[Records for this exercise]
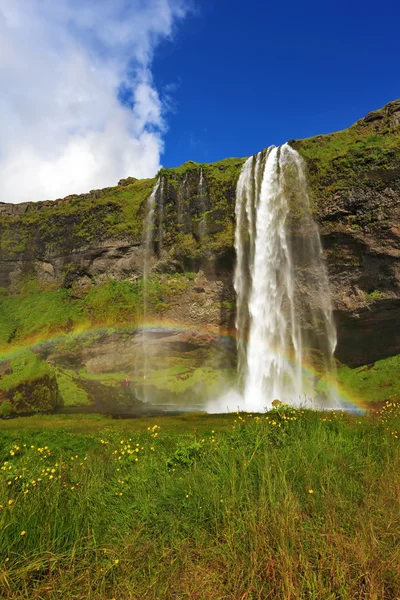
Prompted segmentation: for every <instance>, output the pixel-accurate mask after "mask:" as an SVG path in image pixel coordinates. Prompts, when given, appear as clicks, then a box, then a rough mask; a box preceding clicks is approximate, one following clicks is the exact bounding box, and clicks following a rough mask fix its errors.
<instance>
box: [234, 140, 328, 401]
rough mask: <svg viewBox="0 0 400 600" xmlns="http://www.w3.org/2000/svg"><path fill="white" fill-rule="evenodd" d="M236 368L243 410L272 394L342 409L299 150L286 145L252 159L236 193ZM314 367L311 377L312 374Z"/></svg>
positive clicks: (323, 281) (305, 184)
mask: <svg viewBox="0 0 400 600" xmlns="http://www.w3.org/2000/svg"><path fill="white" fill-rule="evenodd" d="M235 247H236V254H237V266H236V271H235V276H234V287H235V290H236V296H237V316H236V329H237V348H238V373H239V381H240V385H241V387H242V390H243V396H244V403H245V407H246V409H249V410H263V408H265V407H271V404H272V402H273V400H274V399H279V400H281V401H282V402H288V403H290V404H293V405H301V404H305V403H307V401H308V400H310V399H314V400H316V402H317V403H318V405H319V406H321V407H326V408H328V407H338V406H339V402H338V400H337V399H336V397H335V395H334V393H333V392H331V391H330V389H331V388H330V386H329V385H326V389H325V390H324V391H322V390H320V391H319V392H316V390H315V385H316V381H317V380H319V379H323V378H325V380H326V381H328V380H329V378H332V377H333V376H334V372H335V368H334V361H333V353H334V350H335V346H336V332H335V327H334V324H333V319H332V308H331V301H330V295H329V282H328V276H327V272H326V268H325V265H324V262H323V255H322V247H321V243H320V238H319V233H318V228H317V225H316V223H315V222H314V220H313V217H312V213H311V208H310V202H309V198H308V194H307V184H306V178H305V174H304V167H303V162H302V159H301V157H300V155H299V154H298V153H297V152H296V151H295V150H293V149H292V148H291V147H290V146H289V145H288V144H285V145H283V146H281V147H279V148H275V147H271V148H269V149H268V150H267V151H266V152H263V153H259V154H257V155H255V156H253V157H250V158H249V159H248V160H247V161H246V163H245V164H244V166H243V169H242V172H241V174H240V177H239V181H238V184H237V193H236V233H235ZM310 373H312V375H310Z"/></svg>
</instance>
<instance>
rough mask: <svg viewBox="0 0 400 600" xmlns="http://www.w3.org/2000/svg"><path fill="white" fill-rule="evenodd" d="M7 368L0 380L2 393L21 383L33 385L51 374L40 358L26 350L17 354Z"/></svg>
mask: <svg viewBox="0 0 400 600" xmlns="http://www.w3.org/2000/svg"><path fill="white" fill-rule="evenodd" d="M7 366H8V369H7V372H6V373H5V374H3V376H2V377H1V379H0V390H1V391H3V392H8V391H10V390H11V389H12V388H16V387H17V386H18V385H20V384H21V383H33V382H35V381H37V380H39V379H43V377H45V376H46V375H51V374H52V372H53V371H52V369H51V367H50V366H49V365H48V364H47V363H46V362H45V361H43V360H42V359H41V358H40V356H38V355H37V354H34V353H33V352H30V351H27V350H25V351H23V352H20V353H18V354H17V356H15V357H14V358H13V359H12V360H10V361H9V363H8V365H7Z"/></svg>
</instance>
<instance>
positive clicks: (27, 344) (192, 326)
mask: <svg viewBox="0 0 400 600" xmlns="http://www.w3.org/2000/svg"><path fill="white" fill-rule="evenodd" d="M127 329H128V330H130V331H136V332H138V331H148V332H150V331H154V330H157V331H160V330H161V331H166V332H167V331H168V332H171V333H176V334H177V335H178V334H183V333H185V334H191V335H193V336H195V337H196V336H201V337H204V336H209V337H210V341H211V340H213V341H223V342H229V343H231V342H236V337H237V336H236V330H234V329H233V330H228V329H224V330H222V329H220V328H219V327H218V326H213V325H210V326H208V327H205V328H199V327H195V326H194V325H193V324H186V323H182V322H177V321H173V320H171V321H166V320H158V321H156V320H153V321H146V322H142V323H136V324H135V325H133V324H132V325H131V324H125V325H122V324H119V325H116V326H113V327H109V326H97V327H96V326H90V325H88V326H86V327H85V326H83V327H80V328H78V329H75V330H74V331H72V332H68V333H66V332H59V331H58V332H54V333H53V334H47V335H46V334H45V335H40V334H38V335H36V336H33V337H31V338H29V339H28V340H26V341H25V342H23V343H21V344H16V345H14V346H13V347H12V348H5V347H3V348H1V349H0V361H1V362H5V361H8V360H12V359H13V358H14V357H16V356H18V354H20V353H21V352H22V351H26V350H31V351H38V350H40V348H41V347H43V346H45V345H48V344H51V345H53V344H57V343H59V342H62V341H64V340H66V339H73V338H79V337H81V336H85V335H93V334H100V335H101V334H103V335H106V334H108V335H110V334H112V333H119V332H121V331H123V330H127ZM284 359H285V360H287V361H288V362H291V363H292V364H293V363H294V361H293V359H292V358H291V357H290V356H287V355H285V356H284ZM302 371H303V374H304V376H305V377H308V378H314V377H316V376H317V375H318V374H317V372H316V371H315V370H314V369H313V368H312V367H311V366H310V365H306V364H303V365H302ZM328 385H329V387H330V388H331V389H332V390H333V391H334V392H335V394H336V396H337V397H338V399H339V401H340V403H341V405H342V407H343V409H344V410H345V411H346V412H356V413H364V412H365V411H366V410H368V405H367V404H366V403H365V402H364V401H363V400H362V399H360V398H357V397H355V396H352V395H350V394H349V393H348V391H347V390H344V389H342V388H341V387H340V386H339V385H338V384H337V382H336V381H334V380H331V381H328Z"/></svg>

[Task instructions]
Everything in the entries must be written out exactly; the pictures stay out.

[Exercise answer]
Prompted segmentation: for every <instance>, output the pixel-accurate mask after "mask:" as an SVG path in image pixel coordinates. Prompts, when given, appear as clicks, then a box, then a rough mask; a box preceding clicks is approximate, one following clicks is the exact bounding box, and clicks following a rough mask fix its errors.
<instance>
box: [234, 140, 328, 401]
rough mask: <svg viewBox="0 0 400 600" xmlns="http://www.w3.org/2000/svg"><path fill="white" fill-rule="evenodd" d="M236 368L243 410L272 394L342 409L299 150L286 145L252 159L236 193ZM314 367L311 377L312 374Z"/></svg>
positive clicks: (323, 281) (305, 184)
mask: <svg viewBox="0 0 400 600" xmlns="http://www.w3.org/2000/svg"><path fill="white" fill-rule="evenodd" d="M235 247H236V254H237V266H236V271H235V276H234V287H235V290H236V296H237V316H236V329H237V348H238V373H239V381H240V385H241V387H242V390H243V396H244V403H245V407H246V409H249V410H263V408H265V407H271V404H272V402H273V400H274V399H279V400H281V401H282V402H288V403H290V404H293V405H301V404H305V403H307V401H308V400H310V399H314V400H316V402H317V403H318V405H319V406H321V407H326V408H328V407H338V406H339V402H338V400H337V399H336V397H335V395H334V393H333V392H331V391H330V389H331V388H330V386H329V385H326V389H325V390H324V391H322V390H320V391H319V392H316V390H315V385H316V381H317V380H319V379H323V378H325V380H326V381H328V380H329V378H332V377H333V376H334V372H335V368H334V361H333V353H334V350H335V346H336V332H335V327H334V324H333V319H332V308H331V301H330V295H329V282H328V276H327V272H326V268H325V265H324V262H323V255H322V247H321V243H320V238H319V233H318V228H317V225H316V223H315V222H314V220H313V217H312V213H311V208H310V202H309V198H308V194H307V184H306V178H305V174H304V167H303V162H302V159H301V157H300V155H299V154H298V153H297V152H296V151H295V150H293V149H292V148H291V147H290V146H289V145H288V144H285V145H283V146H281V147H279V148H275V147H271V148H269V149H268V150H267V151H266V152H263V153H259V154H257V155H255V156H253V157H250V158H249V159H248V160H247V161H246V163H245V164H244V166H243V169H242V172H241V174H240V177H239V181H238V184H237V193H236V233H235ZM310 373H312V375H310Z"/></svg>
</instance>
<instance>
rough mask: <svg viewBox="0 0 400 600" xmlns="http://www.w3.org/2000/svg"><path fill="white" fill-rule="evenodd" d="M7 368L0 380L2 393L21 383L33 385L51 374L40 358L26 350L17 354Z"/></svg>
mask: <svg viewBox="0 0 400 600" xmlns="http://www.w3.org/2000/svg"><path fill="white" fill-rule="evenodd" d="M7 366H8V369H7V372H6V373H5V374H3V376H2V377H1V379H0V390H1V391H3V392H8V391H10V390H11V389H12V388H16V387H17V386H18V385H20V384H21V383H33V382H35V381H37V380H39V379H43V377H45V376H46V375H51V374H52V372H53V371H52V369H51V367H50V366H49V365H48V364H47V363H46V362H45V361H43V360H42V359H41V358H40V356H38V355H37V354H34V353H33V352H30V351H27V350H25V351H23V352H20V353H18V354H17V356H15V357H14V358H13V359H12V360H10V361H9V363H8V365H7Z"/></svg>
</instance>
<instance>
positive clicks: (27, 344) (192, 326)
mask: <svg viewBox="0 0 400 600" xmlns="http://www.w3.org/2000/svg"><path fill="white" fill-rule="evenodd" d="M127 329H128V330H130V331H136V332H138V331H148V332H150V331H154V330H157V331H160V330H161V331H166V332H167V331H168V332H171V333H176V334H177V335H178V334H183V333H185V334H191V335H193V336H195V337H196V336H201V337H204V336H209V337H210V341H211V340H213V341H223V342H229V343H231V342H236V337H237V336H236V330H234V329H233V330H228V329H224V330H222V329H220V328H219V327H218V326H213V325H210V326H208V327H205V328H199V327H195V326H194V325H193V324H186V323H182V322H177V321H173V320H171V321H166V320H158V321H156V320H153V321H146V322H142V323H136V324H135V325H133V324H132V325H131V324H125V325H122V324H119V325H116V326H113V327H109V326H97V327H96V326H90V325H88V326H86V327H85V326H83V327H80V328H78V329H75V330H74V331H72V332H68V333H66V332H59V331H58V332H54V333H53V334H47V335H46V334H45V335H40V334H38V335H36V336H33V337H31V338H29V339H28V340H26V341H25V342H23V343H21V344H16V345H14V346H13V347H12V348H5V347H3V348H1V349H0V361H1V362H5V361H8V360H12V359H13V358H14V357H16V356H18V354H20V353H21V352H22V351H26V350H31V351H38V350H40V348H41V347H43V346H45V345H48V344H51V345H53V344H57V343H59V342H62V341H64V340H66V339H73V338H79V337H81V336H85V335H93V334H100V335H101V334H103V335H106V334H108V335H110V334H112V333H119V332H121V331H123V330H127ZM284 359H285V360H287V361H288V362H291V363H292V364H293V363H294V361H293V359H292V358H291V357H290V356H287V355H285V356H284ZM302 371H303V374H304V376H305V377H308V378H314V377H316V376H317V375H318V374H317V372H316V371H315V370H314V369H313V368H312V367H311V366H310V365H306V364H303V365H302ZM328 385H329V387H330V388H331V389H332V390H333V391H334V392H335V394H336V396H337V397H338V399H339V401H340V403H341V405H342V407H343V409H344V410H345V411H346V412H356V413H364V412H365V411H366V410H368V405H367V404H366V403H365V402H364V401H363V400H362V399H360V398H357V397H355V396H352V395H350V394H349V393H348V391H347V390H344V389H342V388H341V387H340V386H339V385H338V384H337V382H336V381H334V380H331V381H328Z"/></svg>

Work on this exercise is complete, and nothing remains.